- Instructions for the task
Give the records again exactly, but drop the pictures.

- Recorded data
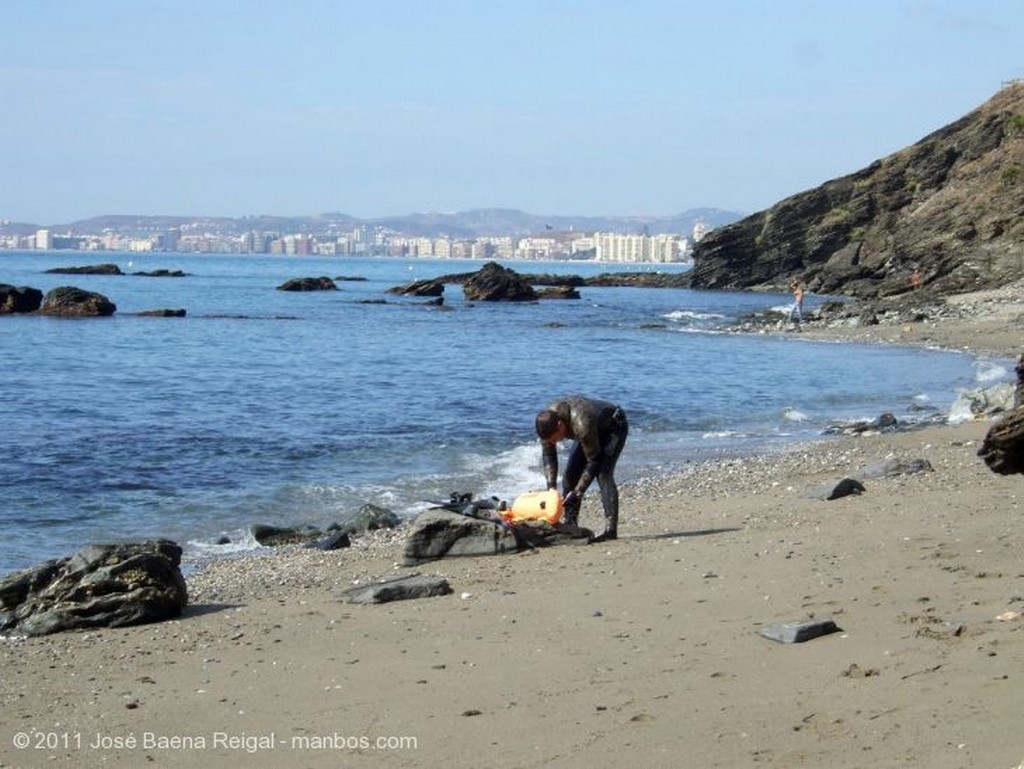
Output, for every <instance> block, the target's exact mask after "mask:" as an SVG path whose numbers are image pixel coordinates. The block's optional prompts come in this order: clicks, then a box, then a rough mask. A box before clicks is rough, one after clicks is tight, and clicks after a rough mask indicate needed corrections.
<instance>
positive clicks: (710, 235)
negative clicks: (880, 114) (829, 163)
mask: <svg viewBox="0 0 1024 769" xmlns="http://www.w3.org/2000/svg"><path fill="white" fill-rule="evenodd" d="M915 269H918V270H920V273H921V276H922V280H923V285H924V287H925V288H927V289H929V290H930V292H931V293H935V294H939V295H944V294H954V293H962V292H965V291H974V290H980V289H987V288H994V287H998V286H1001V285H1005V284H1007V283H1009V282H1012V281H1015V280H1017V279H1019V277H1021V276H1022V275H1024V81H1014V82H1011V83H1008V84H1006V85H1005V86H1004V87H1002V88H1001V89H1000V90H999V91H998V92H997V93H996V94H995V95H994V96H993V97H992V98H990V99H989V100H988V101H987V102H985V103H984V104H982V105H981V106H980V108H978V109H977V110H975V111H974V112H972V113H970V114H968V115H967V116H965V117H963V118H961V119H959V120H957V121H955V122H953V123H951V124H949V125H947V126H946V127H944V128H941V129H939V130H938V131H935V132H934V133H932V134H930V135H928V136H926V137H925V138H923V139H921V140H920V141H918V142H916V143H914V144H912V145H911V146H908V147H906V148H904V149H901V151H899V152H897V153H894V154H893V155H890V156H888V157H886V158H883V159H882V160H879V161H876V162H874V163H872V164H871V165H870V166H868V167H867V168H865V169H862V170H860V171H857V172H856V173H853V174H850V175H848V176H843V177H841V178H838V179H834V180H831V181H827V182H825V183H824V184H822V185H821V186H818V187H816V188H814V189H810V190H807V191H804V193H800V194H798V195H794V196H792V197H790V198H787V199H785V200H783V201H781V202H780V203H778V204H776V205H775V206H772V207H771V208H769V209H767V210H765V211H761V212H759V213H756V214H753V215H751V216H748V217H745V218H743V219H741V220H740V221H738V222H735V223H733V224H730V225H727V226H724V227H721V228H719V229H716V230H714V231H712V232H711V233H710V234H709V236H708V237H707V238H705V240H702V241H701V242H700V243H699V244H697V246H696V249H695V253H694V268H693V270H692V273H691V275H690V277H691V281H692V286H693V288H703V289H750V288H766V289H769V288H770V289H781V288H783V287H784V286H786V285H787V284H788V282H790V280H791V279H792V277H794V276H801V277H803V280H804V282H805V284H806V285H807V287H808V289H810V290H811V291H813V292H816V293H821V294H847V295H850V296H857V297H863V298H868V297H871V298H877V297H885V296H891V295H893V294H899V293H902V292H905V291H908V290H910V282H909V276H910V274H911V273H912V272H913V270H915Z"/></svg>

- Written solution
Output, for every <instance> block, the target's exact mask after "mask:" as an SVG path whose numbers are image pixel coordinates. The block's optional prompts come in this order: clicks, then a box, then a rough mask. A box before clicks is rough, one after clicks is tight, and clicks after a rough mask indicate needed corrections.
<instance>
positive clicks: (710, 235)
negative clicks: (880, 114) (829, 163)
mask: <svg viewBox="0 0 1024 769" xmlns="http://www.w3.org/2000/svg"><path fill="white" fill-rule="evenodd" d="M915 269H918V270H920V273H921V276H922V280H923V285H924V287H925V288H927V289H929V290H930V292H931V293H935V294H939V295H944V294H954V293H962V292H965V291H974V290H980V289H987V288H994V287H998V286H1001V285H1005V284H1007V283H1009V282H1012V281H1015V280H1017V279H1019V277H1021V276H1022V275H1024V81H1014V82H1011V83H1008V84H1006V85H1005V86H1004V87H1002V88H1001V89H1000V90H999V91H998V92H997V93H996V94H995V95H994V96H993V97H992V98H990V99H989V100H988V101H987V102H985V103H984V104H982V105H981V106H980V108H978V109H977V110H975V111H974V112H972V113H970V114H968V115H967V116H965V117H963V118H961V119H959V120H957V121H955V122H953V123H951V124H949V125H947V126H946V127H944V128H941V129H939V130H938V131H935V132H934V133H932V134H930V135H928V136H926V137H925V138H923V139H921V140H920V141H918V142H916V143H914V144H912V145H911V146H908V147H906V148H904V149H901V151H899V152H897V153H894V154H893V155H890V156H888V157H886V158H883V159H882V160H879V161H876V162H874V163H872V164H871V165H870V166H868V167H867V168H865V169H862V170H860V171H857V172H856V173H853V174H850V175H848V176H843V177H841V178H838V179H834V180H831V181H827V182H825V183H824V184H822V185H821V186H818V187H816V188H814V189H810V190H807V191H804V193H800V194H798V195H794V196H792V197H790V198H787V199H785V200H783V201H781V202H780V203H778V204H776V205H775V206H772V207H771V208H769V209H767V210H765V211H761V212H759V213H756V214H753V215H751V216H748V217H745V218H743V219H741V220H740V221H738V222H735V223H733V224H730V225H727V226H724V227H721V228H719V229H716V230H714V231H712V232H711V233H710V234H709V236H708V237H707V238H705V240H702V241H701V242H700V243H699V244H697V246H696V249H695V253H694V268H693V270H692V273H691V275H690V277H691V281H692V286H693V288H703V289H750V288H766V289H769V288H770V289H781V288H783V287H784V286H786V285H787V284H788V282H790V280H791V279H792V277H794V276H801V277H803V280H804V282H805V284H806V285H807V287H808V289H810V290H811V291H813V292H816V293H821V294H847V295H850V296H857V297H863V298H868V297H871V298H877V297H885V296H891V295H893V294H899V293H902V292H905V291H908V290H910V282H909V276H910V274H911V273H912V272H913V270H915Z"/></svg>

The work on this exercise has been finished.